== Source ==
○ ○ ○ ○ ○

W Holding Co. v. Aig Ins. Company—puerto Rico

Decision Date31 March 2014
Docket NumberNo. 12–2008.,12–2008.
Citation748 F.3d 377
PartiesW HOLDING COMPANY, INC.; Frank Stipes–García; Juan C. Frontera–García; Héctor Del Río–Torres; William M. Vidal–Carvajal; César Ruiz; Pedro R. Domínguez–Zayas, Plaintiffs, Appellees, Luís Bartolomé Rivera Cuebas, as Trustee of the Socio Cultural Conservation Trust, Plaintiff, v. AIG Insurance Company—Puerto Rico, Defendant, Appellant. Marlene Cruz–Caballero; Conjugal Partnership Frontera–Cruz; Lilliam Díaz–Cabassa; Conjugal Partnership Río–Díaz; Gladys Barletta–Segarra; Conjugal Partnership Vidal–Barletta; Hannalore Schmidt–Michels; Conjugal Partnership Ruiz–Schmidt; Sonia Sotomayor–Vicenty; Conjugal Partnership Domínguez–Sotomayor; José M. Biaggi–Landrón; Jane Doe; Conjugal Partnership Biaggi–Doe; Miguel A. Vázquez–Seijo; Sharon McDowell–Nixon; Cindy M. Costas Santiago; Conjugal Partnership Vázquez–McDowell, Defendants, Appellees. Ricardo Cortina–Cruz; Conjugal Partnership Cortina–Aldebol; Elizabeth Aldebol De Cortina; Julia Fuentes Del Collado; Mario A. Ramírez–Matos; Cornelius Tamboer; Olga Morales–Pérez; Conjugal Partnership Tamboer–Morales; Jane Doe, as Trustee for the Domínquez Sotomayor Family Trust; John Doe, as Trustee for the Domínguez Sotomayor Family Trust; Carlos González Alonso; XL Specialty Insurance Company; Liberty Mutual Insurance Company; ACE Insurance Company, Defendants.
CourtU.S. Court of Appeals — First Circuit

OPINION TEXT STARTS HERE

Melissa A. Murphy–Petros, with whom James K. Thurston and Wilson Elser Moskowitz Edelman & Dicker LLP, and Luis N. Saldaña, Fernando Sabater–Clavell, and Carvajal & Vélez–Rivé, P.S.C. were on brief, for appellant.

Andrés Rivero, with whom Alan H. Rolnick, Charles E. Whorton, M. Paula Aguila, and Rivero Mestre LLP were on brief, for appellees.

Colleen J. Boles, Assistant General Counsel, Lawrence H. Richmond, Senior Counsel, and Jaclyn C. Taner, Federal Deposit Insurance Corporation, and John A. Gibbons, Andrew M. Reidy, Catherine J. Serafin, and Dickstein Shapiro LLP, on brief for amicus curiae Federal Deposit Insurance Corporation in support of appellees.

Before THOMPSON, BALDOCK,* and LIPEZ, Circuit Judges.

THOMPSON, Circuit Judge.

PREFACE

In today's case (more procedurally complicated than substantively complex), a district judge issued an order requiring Chartis Insurance Company to advance defense costs to former directors and officers of Westernbank of Puerto Rico, who find themselves in the cross-hairs of the Federal Deposit Insurance Corporation (“FDIC,” for easy reading).1 Chartis appeals.And after confirming our jurisdiction, we affirm.

○ ○ ○ ○ ○

== Exercise requirements ==
**a)** In the W Holding opinion, which insurer did the district judge order to advance defense costs to former Westernbank directors and officers?
**b)** Pick up the W Holding opinion right after its final sentence and keep writing it in the same judicial voice.

○ ○ ○ ○ ○

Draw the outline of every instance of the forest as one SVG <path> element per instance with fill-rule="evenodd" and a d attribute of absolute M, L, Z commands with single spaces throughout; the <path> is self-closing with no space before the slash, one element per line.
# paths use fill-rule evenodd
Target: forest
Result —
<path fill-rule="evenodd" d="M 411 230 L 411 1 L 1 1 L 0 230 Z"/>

○ ○ ○ ○ ○

== Answers to the tasks ==
**a)** Chartis Insurance Company.

**b)**
HOW THE CASE GOT HERE

Westernbank's run as one of Puerto Rico's leading banks came to an end in the late 2000s when local regulators ordered it closed and appointed a federal regulator—the FDIC—receiver. Jumping in with gusto, the FDIC investigated what had gone on there. And it did not like what it found. Certain bank directors and officers had breached their “fiduciary duty” by jeopardizing the bank's financial soundness, the FDIC claimed in a letter sent to (among others) the directors and officers and their insurer, Chartis. Concluding that these breaches had caused more than $367 million in losses to the bank, the FDIC demanded that the directors and officers pay that amount.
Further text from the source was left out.